_Objectif A_
Réécris les lignes des données, en commençant à celle qui contient « Guideline: for each instance of the man » et en terminant à celle qui contient « Target: hanging maraca decoration », en remplaçant « man eating at table » par « woman eating at table » sans rien modifier d'autre.

19 février 2023 : comment peut-on comprendre la crise sociale engendrée par le projet de réforme des retraites ? L’amplitude des manifestations, la réunion, devenue très rare depuis les années 2000, de tous les syndicats dans un front commun du refus, la diversité même des manifestants qui se retrouvent non pas seulement dans le centre des grandes villes mais aussi dans de petites sous-préfectures laissent à penser que l’on est en présence d’une crise originale. Et sans doute est-ce le cas si on la place dans une perspective historique.
À ce titre, il faut faire une remarque préalable. Une crise sociale est souvent multifactorielle, ce n’est pas une crise sectorielle limitée à un enjeu précis, bien identifié. En cela, il faut distinguer les conflits sociaux ordinaires des crises sociales qui sont toujours quelque peu extraordinaires.
Un conflit social, comme tous ceux que l’on a vus se produire dans l’histoire récente, s’ancre dans l’opposition des intérêts de salariés, du privé comme du public, face au patronat ou aux autorités hiérarchiques. Il s’agit toujours de revendiquer une amélioration des salaires ou des conditions de travail, de négocier un rachat d’entreprise et le reclassement des personnels, de contester un plan social ou de carrière.
En revanche, la crise sociale, si elle naît bien d’un conflit sur une question précise, en l’occurrence le recul de l’âge de départ à la retraite à 64 ans, vient se charger de revendications plus profondes, plus lointaines, mettant en jeu des représentations sociales, des oppositions politiques. On est alors devant un « moment » politique éminemment historique et sans doute appelé à servir de point de repère et d’inflexion pour les historiens du futur. Or c’est bien ce qui caractérise la crise qui a émergé de la réforme des retraites. Il faut donc chercher à en comprendre les ressorts profonds et voir en quoi cette crise se distingue d’autres crises dans l’histoire.
La comparaison historique en matière sociale et politique reste évidemment toujours très délicate à manier car les structures mêmes des sociétés, les technologies, les valeurs et les modes d’organisation changent dans le temps. On est ici au cœur d’un grand enjeu de la recherche qui est celui de l’articulation entre la sociologie et l’histoire. Il n’y a guère de sociologie qu’historique et guère d’histoire qui ne puisse se passer d’une étude des phénomènes sociaux. À partir de ces prémisses, peut-on au moins trouver à la crise de 2023 des homologies historiques ? Même si l’on peut trouver un certain nombre de points communs, il demeure que la situation que l’on connaît en 2023 reste inédite.
Travail en miettes, salariés déboussolés
Cette crise, tout d’abord, vient soulever la question du rapport au travail dont les enquêtes comparatives montrent qu’il est souvent bien moins vécu au quotidien en France que dans d’autres pays européens du fait de contraintes récurrentes : pression de la hiérarchie, faiblesse du dialogue social, intensification des rythmes. On remarque surtout trois phénomènes, l’un récent, les deux autres beaucoup plus anciens.
Le phénomène récent est le côté invasif du travail dans la vie privée et familiale. Les enquêtes montrent que les Français accordent beaucoup d’importance au travail dans leur vie, contrairement à l’image reçue d’un peuple désinvolte et festif. Pour les cadres, la crise sanitaire a favorisé le télétravail et accéléré le processus d’une confusion entre le registre professionnel et le registre privé pour toutes celles et ceux dont la présence physique n’est pas indispensable mais qui se voient inondés de mails et de réunions à distance.

_Données affichées_
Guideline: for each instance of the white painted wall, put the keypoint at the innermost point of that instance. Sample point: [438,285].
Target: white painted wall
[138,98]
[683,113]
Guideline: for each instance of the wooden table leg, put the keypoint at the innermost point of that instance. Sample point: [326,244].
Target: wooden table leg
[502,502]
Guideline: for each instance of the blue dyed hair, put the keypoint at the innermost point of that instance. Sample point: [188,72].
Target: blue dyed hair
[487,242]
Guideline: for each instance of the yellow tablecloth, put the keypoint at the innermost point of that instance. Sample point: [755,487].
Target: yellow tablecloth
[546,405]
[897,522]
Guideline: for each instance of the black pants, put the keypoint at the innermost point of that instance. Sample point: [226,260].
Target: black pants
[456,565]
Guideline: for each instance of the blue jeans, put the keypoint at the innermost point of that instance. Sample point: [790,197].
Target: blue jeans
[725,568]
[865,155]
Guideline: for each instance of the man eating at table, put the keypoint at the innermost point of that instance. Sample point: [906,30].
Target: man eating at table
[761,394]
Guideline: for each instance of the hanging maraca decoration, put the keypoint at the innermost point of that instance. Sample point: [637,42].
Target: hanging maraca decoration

---

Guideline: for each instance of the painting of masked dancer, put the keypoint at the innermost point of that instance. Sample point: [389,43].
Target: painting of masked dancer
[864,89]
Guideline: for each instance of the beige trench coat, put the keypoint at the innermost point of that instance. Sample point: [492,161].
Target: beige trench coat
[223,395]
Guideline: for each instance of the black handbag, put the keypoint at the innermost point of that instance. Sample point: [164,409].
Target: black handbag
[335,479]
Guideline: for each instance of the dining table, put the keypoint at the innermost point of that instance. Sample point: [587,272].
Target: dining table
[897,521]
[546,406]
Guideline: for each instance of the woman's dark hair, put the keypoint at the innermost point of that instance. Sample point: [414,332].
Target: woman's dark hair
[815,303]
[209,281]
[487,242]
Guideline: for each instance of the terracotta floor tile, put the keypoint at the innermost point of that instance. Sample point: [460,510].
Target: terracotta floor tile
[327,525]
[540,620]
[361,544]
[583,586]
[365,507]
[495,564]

==

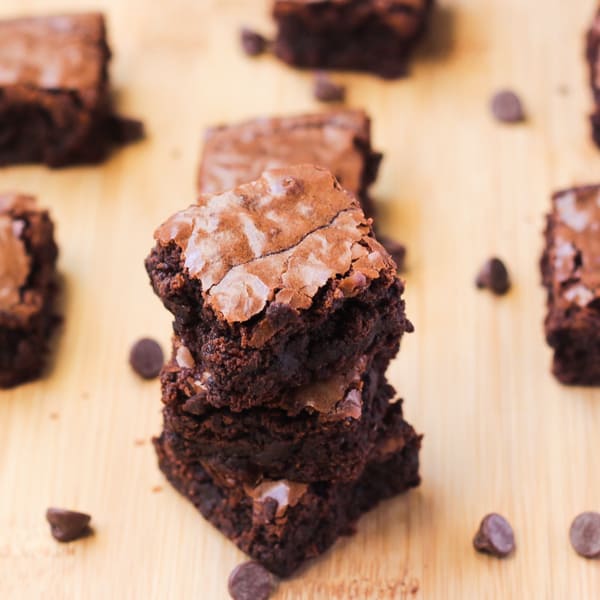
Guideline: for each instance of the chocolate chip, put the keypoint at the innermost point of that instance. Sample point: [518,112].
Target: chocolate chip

_Objectif B_
Réponds à ces questions sur l'extrait consacré à la crise des retraites :
(i) À quel âge le projet de réforme recule-t-il le départ à la retraite ?
(ii) Depuis quand la réunion de tous les syndicats dans un front commun est-elle devenue très rare ?
(iii) Pour les cadres, qu'est-ce que la crise sanitaire a favorisé ?

_Résultat final A_
Guideline: for each instance of the woman eating at table, put the keypoint at the innermost point of that instance. Sample point: [906,30].
Target: woman eating at table
[761,394]
Guideline: for each instance of the hanging maraca decoration, put the keypoint at the innermost point of that instance. Sample point: [637,42].
Target: hanging maraca decoration

_Résultat final B_
(i) À 64 ans.
(ii) Depuis les années 2000.
(iii) Le télétravail.